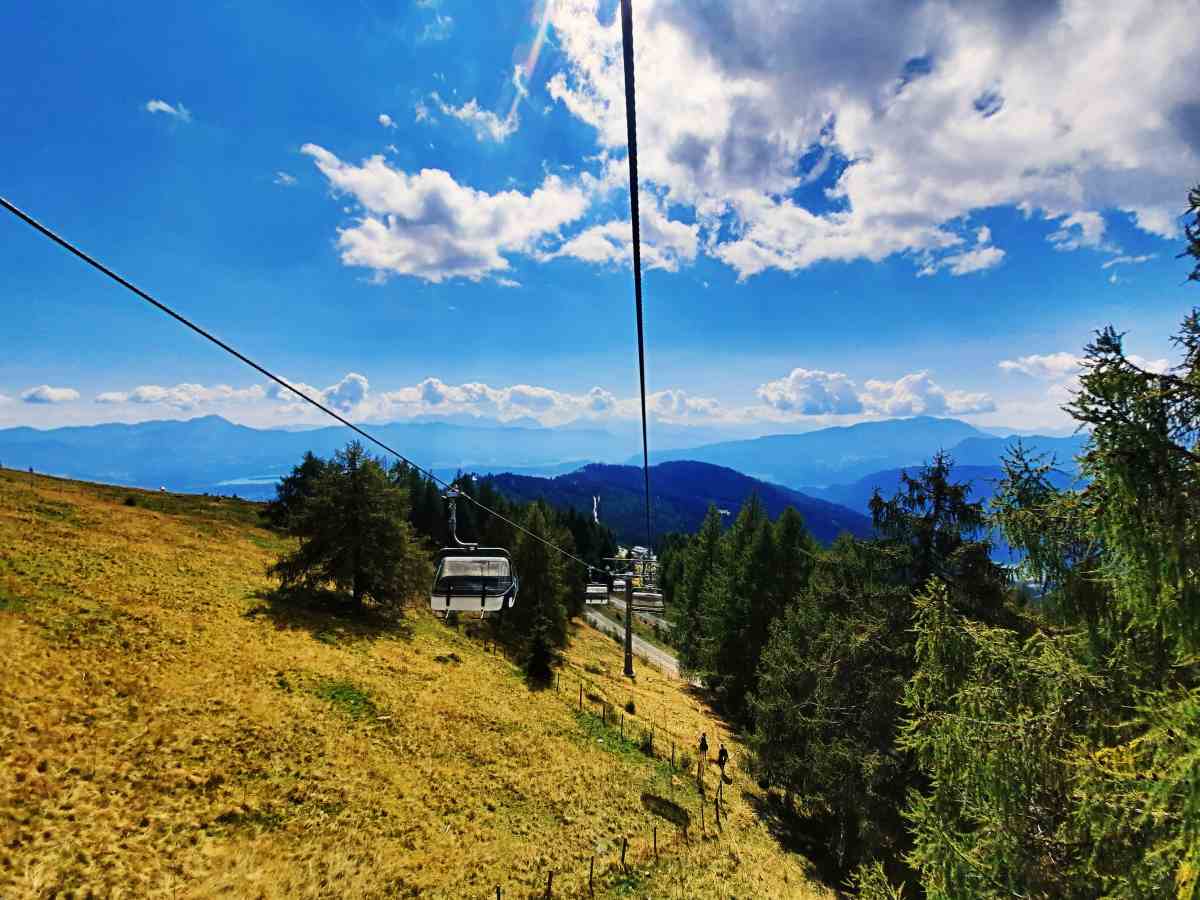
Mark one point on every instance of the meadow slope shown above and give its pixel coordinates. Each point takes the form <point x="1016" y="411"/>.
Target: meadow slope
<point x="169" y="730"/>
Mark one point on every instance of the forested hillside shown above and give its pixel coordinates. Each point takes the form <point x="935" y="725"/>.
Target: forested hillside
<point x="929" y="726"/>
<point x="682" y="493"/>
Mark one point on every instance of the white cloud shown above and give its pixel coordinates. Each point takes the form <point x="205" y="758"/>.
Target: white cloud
+ + + + +
Format the rows above as a JSON list of strings with one string per line, omitting blank lines and leaving out the pictures.

- FULL RESPONSE -
[
  "Mark one point on every instance of the meadow slope shown above and give its pixel coordinates. Each point takes the form <point x=\"1016\" y=\"411\"/>.",
  "Target: meadow slope",
  "<point x=\"169\" y=\"730\"/>",
  "Mark one point on every instance of the forested hillside shown above and give its pixel coordinates. Each point takes the form <point x=\"935\" y=\"725\"/>.",
  "Target: forested hillside",
  "<point x=\"929\" y=\"726\"/>",
  "<point x=\"682\" y=\"493\"/>",
  "Mark one point on every instance of the white cloud shown above and give its pixel coordinates. Each point takes the form <point x=\"205\" y=\"758\"/>.",
  "Target: white cloud"
]